Could you retype the records below exactly as they appear, skipping any pictures?

● **EXERCISE MATERIAL**:
== Segment start ==
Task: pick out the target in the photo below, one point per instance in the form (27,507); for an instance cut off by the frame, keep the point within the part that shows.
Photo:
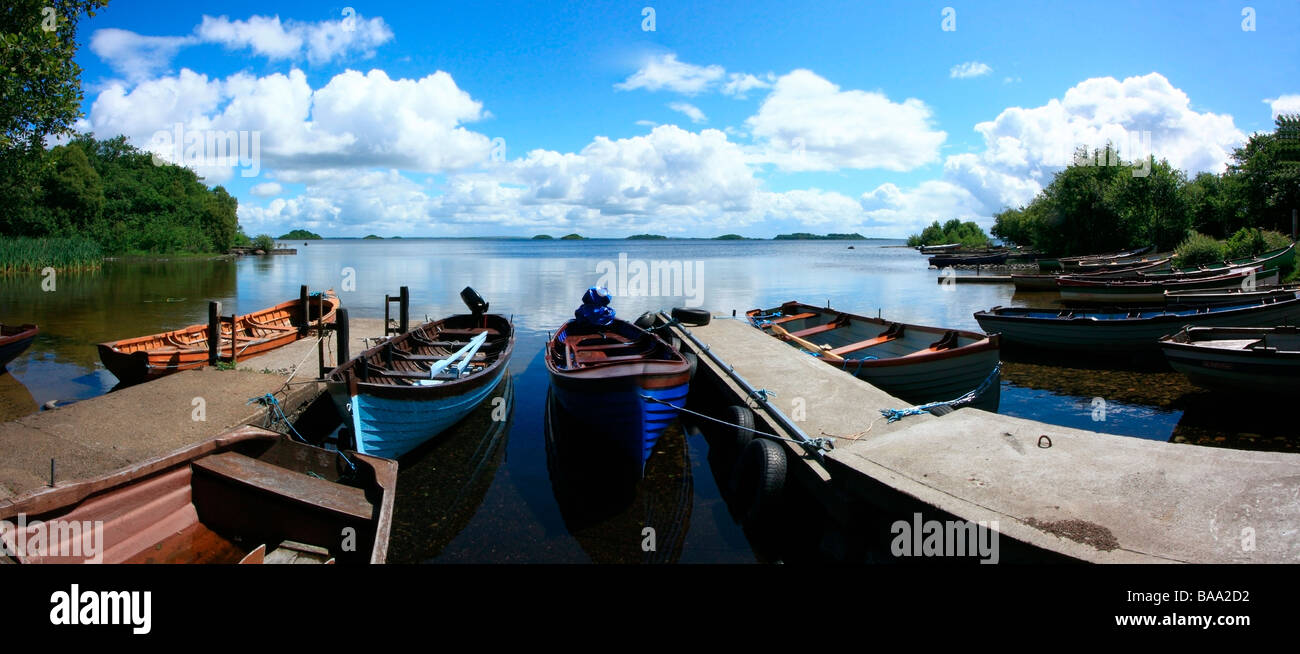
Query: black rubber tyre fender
(762,480)
(645,321)
(689,316)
== Segment end ==
● **OUTPUT FOR THIS EXERCISE**:
Task: pick out the target in the photo below, one point per instance in the form (27,507); for an instance cut off by the frame, keep the point within the part that shows.
Photo:
Query: black rubber tyre fender
(762,480)
(645,321)
(689,316)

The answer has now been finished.